::: Task data :::

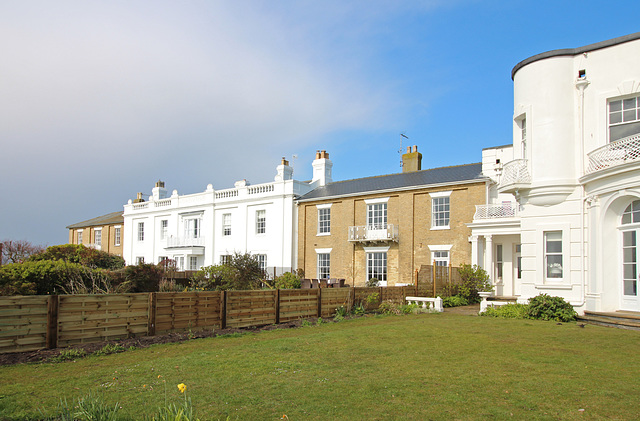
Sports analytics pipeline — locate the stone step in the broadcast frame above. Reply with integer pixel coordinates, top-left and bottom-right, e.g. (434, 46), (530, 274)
(578, 312), (640, 331)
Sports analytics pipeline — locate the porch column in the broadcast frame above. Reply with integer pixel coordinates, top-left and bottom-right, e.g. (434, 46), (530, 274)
(469, 235), (479, 266)
(485, 235), (494, 283)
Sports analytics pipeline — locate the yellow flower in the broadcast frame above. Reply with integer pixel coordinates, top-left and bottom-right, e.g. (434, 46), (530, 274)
(177, 383), (187, 393)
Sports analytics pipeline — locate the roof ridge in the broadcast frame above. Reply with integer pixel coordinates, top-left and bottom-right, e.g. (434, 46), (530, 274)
(325, 162), (482, 186)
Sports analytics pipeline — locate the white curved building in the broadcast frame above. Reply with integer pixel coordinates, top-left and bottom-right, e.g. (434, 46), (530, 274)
(469, 32), (640, 314)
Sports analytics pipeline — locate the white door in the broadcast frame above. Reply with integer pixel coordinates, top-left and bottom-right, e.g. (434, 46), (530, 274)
(621, 229), (640, 311)
(513, 244), (522, 297)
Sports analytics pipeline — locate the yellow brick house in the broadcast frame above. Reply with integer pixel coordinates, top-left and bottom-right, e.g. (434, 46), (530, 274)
(296, 147), (488, 286)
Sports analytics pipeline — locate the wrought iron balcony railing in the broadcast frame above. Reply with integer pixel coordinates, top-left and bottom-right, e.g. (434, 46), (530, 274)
(498, 159), (531, 192)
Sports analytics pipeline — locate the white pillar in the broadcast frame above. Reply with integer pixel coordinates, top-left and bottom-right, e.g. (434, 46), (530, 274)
(485, 235), (493, 282)
(470, 235), (479, 266)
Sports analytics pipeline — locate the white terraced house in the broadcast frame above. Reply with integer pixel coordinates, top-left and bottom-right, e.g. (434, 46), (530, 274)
(122, 153), (333, 275)
(469, 32), (640, 314)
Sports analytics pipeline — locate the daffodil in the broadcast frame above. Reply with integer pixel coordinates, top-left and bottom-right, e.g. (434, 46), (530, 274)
(177, 383), (187, 393)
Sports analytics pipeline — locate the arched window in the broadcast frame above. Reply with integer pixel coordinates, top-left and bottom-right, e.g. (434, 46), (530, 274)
(621, 200), (640, 225)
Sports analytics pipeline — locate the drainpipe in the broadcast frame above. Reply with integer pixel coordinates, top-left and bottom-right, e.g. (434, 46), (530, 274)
(575, 73), (590, 309)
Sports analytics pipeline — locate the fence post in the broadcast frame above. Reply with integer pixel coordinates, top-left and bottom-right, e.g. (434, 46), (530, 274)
(275, 289), (280, 324)
(414, 269), (419, 296)
(220, 291), (227, 329)
(46, 295), (59, 349)
(317, 288), (322, 318)
(432, 262), (436, 297)
(148, 292), (157, 336)
(379, 286), (383, 306)
(350, 286), (355, 311)
(448, 263), (452, 288)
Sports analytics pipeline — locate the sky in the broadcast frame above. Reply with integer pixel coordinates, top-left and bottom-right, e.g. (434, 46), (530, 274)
(1, 0), (639, 247)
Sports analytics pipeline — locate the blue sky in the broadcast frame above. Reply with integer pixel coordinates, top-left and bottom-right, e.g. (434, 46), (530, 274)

:::

**Directions:**
Restate the data above exactly, stripping out each image.

**Answer below:**
Sports analytics pipeline — locate the stone step in the broadcast frame above. Reply with integer pixel coordinates, top-left and bottom-right, e.g. (434, 46), (530, 274)
(578, 312), (640, 331)
Sports analytics pipeline — locate the porch column in the broadcast frame above. Reply with integer pixel coordinates, top-left and bottom-right, e.g. (434, 46), (530, 274)
(469, 235), (479, 266)
(485, 235), (494, 283)
Sports analytics pipeline — locate the yellow flower in the broadcast frame above. Reply with integer pixel coordinates, top-left and bottom-right, e.g. (434, 46), (530, 274)
(177, 383), (187, 393)
Sports analytics pipeline — locate the roof ridge in the broadcast frame above. Reply with integer pixel coordinates, top-left and bottom-right, e.g. (434, 46), (530, 274)
(325, 162), (482, 186)
Sports analytics pipeline — locate the white curved building in the broadcast frame above. Reply with integer pixel coordinates, top-left and bottom-right, e.g. (434, 46), (530, 274)
(469, 32), (640, 314)
Sports analytics pipeline — locate the white door in the broadcast frame above. Reply with integer pixel coordinates, top-left and bottom-right, e.g. (434, 46), (530, 274)
(621, 229), (640, 311)
(513, 244), (522, 297)
Sports analytics pipeline — locate the yellow brick house in the broadcast frame above. Reply with integer pixel coordinates, top-left and bottom-right, e.g. (434, 46), (530, 274)
(296, 147), (488, 286)
Sports analytics pipeline — locate the wrought iron balcony railing in the broadcast frame above. Reply with integer pixel coordinates, top-left and bottom-right, e.g. (434, 46), (530, 274)
(498, 159), (531, 192)
Sports analytics pipeline — locate the white pillar in the broadcast frame above. Reply with integer pixel coordinates, top-left and bottom-right, e.g. (434, 46), (530, 274)
(485, 235), (493, 282)
(470, 235), (479, 266)
Sports analytics pipeline — locate the white terraced house in the broadcast frame above. Reply with integer pixel coordinates, top-left and bottom-right, e.g. (434, 46), (530, 274)
(122, 153), (333, 275)
(469, 32), (640, 314)
Sports analytics pipeline — locate the daffodil in the broadcast frame above. Reply with integer pixel coordinates, top-left and bottom-right, e.g. (434, 46), (530, 274)
(177, 383), (187, 393)
Sports analytics pipeline — locate the arched window in the broadcast frame above. Reply with integer pixel coordinates, top-left and bottom-right, e.g. (434, 46), (530, 274)
(621, 200), (640, 225)
Sports analytics pipeline — locate the drainpipe in the broadcast frame above. Reply with integer pixel coordinates, top-left and bottom-right, e.g. (434, 46), (530, 274)
(575, 73), (590, 309)
Sports analytics pipeline — locate the fence post in the broadcast frame above. Reply with integer pixel coordinates, top-left and bottom-right, e.g. (434, 46), (530, 274)
(275, 289), (280, 324)
(414, 269), (419, 296)
(220, 291), (227, 329)
(46, 295), (59, 349)
(317, 288), (322, 318)
(432, 262), (436, 297)
(148, 292), (157, 336)
(379, 286), (383, 306)
(350, 286), (355, 311)
(448, 263), (452, 288)
Sports analytics pipeline — locate the sky in the broadcast frame above. Reply with integer pixel coordinates, top-left and bottom-right, e.g. (434, 46), (530, 274)
(1, 0), (639, 247)
Sports analytics pipeline — locate the blue sky in the broadcast frame above. Reply with integer pixel coordinates, top-left and bottom-right, e.g. (434, 46), (530, 274)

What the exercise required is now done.